Write out the entries again exactly as they are given.
'''
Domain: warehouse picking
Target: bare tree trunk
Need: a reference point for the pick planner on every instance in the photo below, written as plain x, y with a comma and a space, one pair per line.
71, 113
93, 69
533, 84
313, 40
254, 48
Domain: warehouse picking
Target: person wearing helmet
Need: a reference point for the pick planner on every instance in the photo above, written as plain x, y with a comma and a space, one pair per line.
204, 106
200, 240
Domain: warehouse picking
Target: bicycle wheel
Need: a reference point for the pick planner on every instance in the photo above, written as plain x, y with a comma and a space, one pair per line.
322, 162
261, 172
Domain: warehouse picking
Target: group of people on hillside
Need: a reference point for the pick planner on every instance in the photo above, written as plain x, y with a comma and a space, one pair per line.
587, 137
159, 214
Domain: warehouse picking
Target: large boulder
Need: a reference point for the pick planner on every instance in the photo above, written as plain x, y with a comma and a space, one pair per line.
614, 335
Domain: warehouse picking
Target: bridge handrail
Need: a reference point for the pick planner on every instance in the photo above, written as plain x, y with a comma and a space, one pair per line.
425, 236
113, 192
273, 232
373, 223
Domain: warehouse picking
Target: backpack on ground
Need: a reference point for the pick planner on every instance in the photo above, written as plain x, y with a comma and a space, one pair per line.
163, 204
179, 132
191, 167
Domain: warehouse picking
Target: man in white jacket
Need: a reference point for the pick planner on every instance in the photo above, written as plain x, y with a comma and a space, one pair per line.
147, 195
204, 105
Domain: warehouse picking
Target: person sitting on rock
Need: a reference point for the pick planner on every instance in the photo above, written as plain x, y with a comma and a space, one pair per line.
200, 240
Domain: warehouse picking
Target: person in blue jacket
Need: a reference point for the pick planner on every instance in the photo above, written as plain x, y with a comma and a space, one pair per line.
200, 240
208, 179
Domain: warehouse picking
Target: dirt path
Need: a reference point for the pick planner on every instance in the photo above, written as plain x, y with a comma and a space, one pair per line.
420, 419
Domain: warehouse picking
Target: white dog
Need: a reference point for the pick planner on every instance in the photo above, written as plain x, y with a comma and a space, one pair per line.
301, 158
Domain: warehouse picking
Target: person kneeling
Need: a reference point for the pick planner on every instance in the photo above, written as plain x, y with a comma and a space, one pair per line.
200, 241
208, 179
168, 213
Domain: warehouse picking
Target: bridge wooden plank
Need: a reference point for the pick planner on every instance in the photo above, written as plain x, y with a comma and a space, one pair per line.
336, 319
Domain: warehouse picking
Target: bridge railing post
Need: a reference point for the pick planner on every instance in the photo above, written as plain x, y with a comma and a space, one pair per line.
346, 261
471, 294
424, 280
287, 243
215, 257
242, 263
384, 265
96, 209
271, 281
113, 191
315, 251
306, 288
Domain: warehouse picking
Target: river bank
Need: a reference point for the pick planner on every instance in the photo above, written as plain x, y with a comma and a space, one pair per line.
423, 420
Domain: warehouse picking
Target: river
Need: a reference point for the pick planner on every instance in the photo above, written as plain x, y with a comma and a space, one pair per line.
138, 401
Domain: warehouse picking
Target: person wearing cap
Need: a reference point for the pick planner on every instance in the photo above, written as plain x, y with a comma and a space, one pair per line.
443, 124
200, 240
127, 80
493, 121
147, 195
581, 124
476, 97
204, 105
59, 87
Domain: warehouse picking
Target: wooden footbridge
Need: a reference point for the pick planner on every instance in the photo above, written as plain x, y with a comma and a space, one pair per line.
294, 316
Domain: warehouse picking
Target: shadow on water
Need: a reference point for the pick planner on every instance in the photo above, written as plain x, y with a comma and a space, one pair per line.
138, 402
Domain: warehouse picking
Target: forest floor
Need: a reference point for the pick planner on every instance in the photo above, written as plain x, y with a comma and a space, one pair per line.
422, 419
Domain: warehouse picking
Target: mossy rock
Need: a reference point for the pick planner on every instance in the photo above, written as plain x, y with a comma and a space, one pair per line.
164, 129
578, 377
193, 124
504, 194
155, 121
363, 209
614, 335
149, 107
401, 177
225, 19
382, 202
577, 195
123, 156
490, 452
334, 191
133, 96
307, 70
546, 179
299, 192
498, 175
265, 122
'''
▶ Answer to this exercise
Domain: warehouse picking
Target: bare tree trunk
Need: a reference point for the pick planner on every instance in the photo below, written as plain x, y with a comma and a space, one pair per line.
71, 113
93, 69
533, 84
313, 40
254, 48
Domain: warehouse picking
Target: person wearing helmet
Need: a reference point for the pick planner on every instance in the photo above, written as plain x, y with a comma and a space, one pair per line.
204, 106
200, 240
Domain: warehouse picking
Target: bicycle wheel
Need: a reference point for the pick planner on every instance in the photo above, written as plain x, y with a comma and a space, one pair per line.
322, 162
261, 172
Domain: warehouse picking
Target: group of people on hillside
Need: a reference point for the pick planner on every instance in the photo above, written as plain x, y with a comma and a space, one pair per line.
587, 137
159, 214
Domain: warehouse picking
Target: large boulder
Need: a reference point for the pick planner on every instance in the photo above, written as plain x, y with a comma and a space, one pair per line.
614, 335
Domain: warehouse picking
Target: bridge handrail
Need: a reference point for the pick planner on every instance in the photo above, written as plain x, y with a comma and a space, one pair per line.
425, 236
113, 192
273, 232
373, 223
Domain: warehouse picking
Target: backpack on ground
Need: a reference point for the pick planner on every instance in the photo above, written as plain x, y with a comma and a space, one pair per line.
163, 204
179, 132
191, 167
Domain: warehouse picking
Target: man in white jacket
Need: a reference point for the pick planner on every instance in the photo above, written as plain x, y with a comma and a space, one pair per line.
147, 195
204, 105
Domain: warehouse picking
Target: person sitting on rock
Need: a reference point for the pick planner on every instance in the photo above, written as plain x, y with a comma and a space, one pair per line.
200, 240
Domain: warehouse picking
Target: person in blue jacket
Need: a reference point for the pick planner on every instance in the photo above, written as plain x, y with a comma and a space, one pair per line.
200, 240
208, 179
Domain: warehouse picking
Target: dirt path
Need: a reference point for the pick planner on every instance in the photo above, written as plain x, y with a comma and a space, one pair per line.
420, 419
Domain: warehouse picking
Target: white dog
Need: a reference point for the pick planner on every instance in the photo above, written as plain x, y with a comma and a space, one pair per line.
301, 158
Domain: warehouse picking
Target: person kneeling
Need: a reference point for the pick planner on every instance in the photo above, written as plain x, y with a comma and a space, one pair per line.
200, 241
208, 179
168, 213
Domain: warehouse picking
Target: bridge wooden plank
Need: a reference point for the pick planner on every instance in the photo above, written as plain x, y with a comma and a space, one pair per line.
336, 319
Domain: warehouse picking
Target: bridge railing post
Need: a reference point for the pick planner on every instance in the photo above, written as plain x, y with a comma and a space, one pair per line.
346, 261
471, 294
424, 280
287, 243
215, 257
242, 263
384, 265
96, 209
271, 281
113, 191
315, 251
306, 288
Domain: warehouse picking
Target: river bank
Need: a reference point for the pick planner on every instance in the photo above, written as plain x, y with a comma and a space, one pair per line.
423, 420
Domain: warehouse picking
Target: river
Need: a reference point for the pick planner on every instance in the photo above, written as plain x, y with a comma and a space, one pair per line.
138, 401
Domain: warehouse picking
Target: person wearing cap
Need: a reference point for the pick planner on every instance in the photo above, written as plain x, y with a comma and a space, one pair per line.
443, 124
200, 240
127, 80
493, 121
147, 195
581, 124
476, 97
204, 105
59, 87
Domain: warehouse picking
Target: wooden footbridge
Need: a reference point for the pick planner on every instance in the photo above, written as plain x, y with a comma and a space, one pair per line.
294, 316
Domain: warehouse picking
Target: shadow on water
Need: a reference point for the pick planner on every instance in the photo above, written as plain x, y with a comma and a space, one pair per line.
138, 402
Domain: warehouse picking
Target: forest floor
Need: a reference point for the pick planner on every instance in the photo above, written as plain x, y with a comma and a space, one pair per line.
422, 419
Domain: warehouse picking
Target: mossy rock
Need: a reference point for the pick planner on every instance in the photo above, written as plain x, y with a comma and a space, one pair per line.
164, 129
578, 377
193, 124
504, 194
155, 121
363, 209
614, 335
149, 107
401, 177
225, 19
382, 202
577, 195
123, 156
490, 452
334, 191
133, 96
307, 70
546, 179
299, 192
498, 175
265, 122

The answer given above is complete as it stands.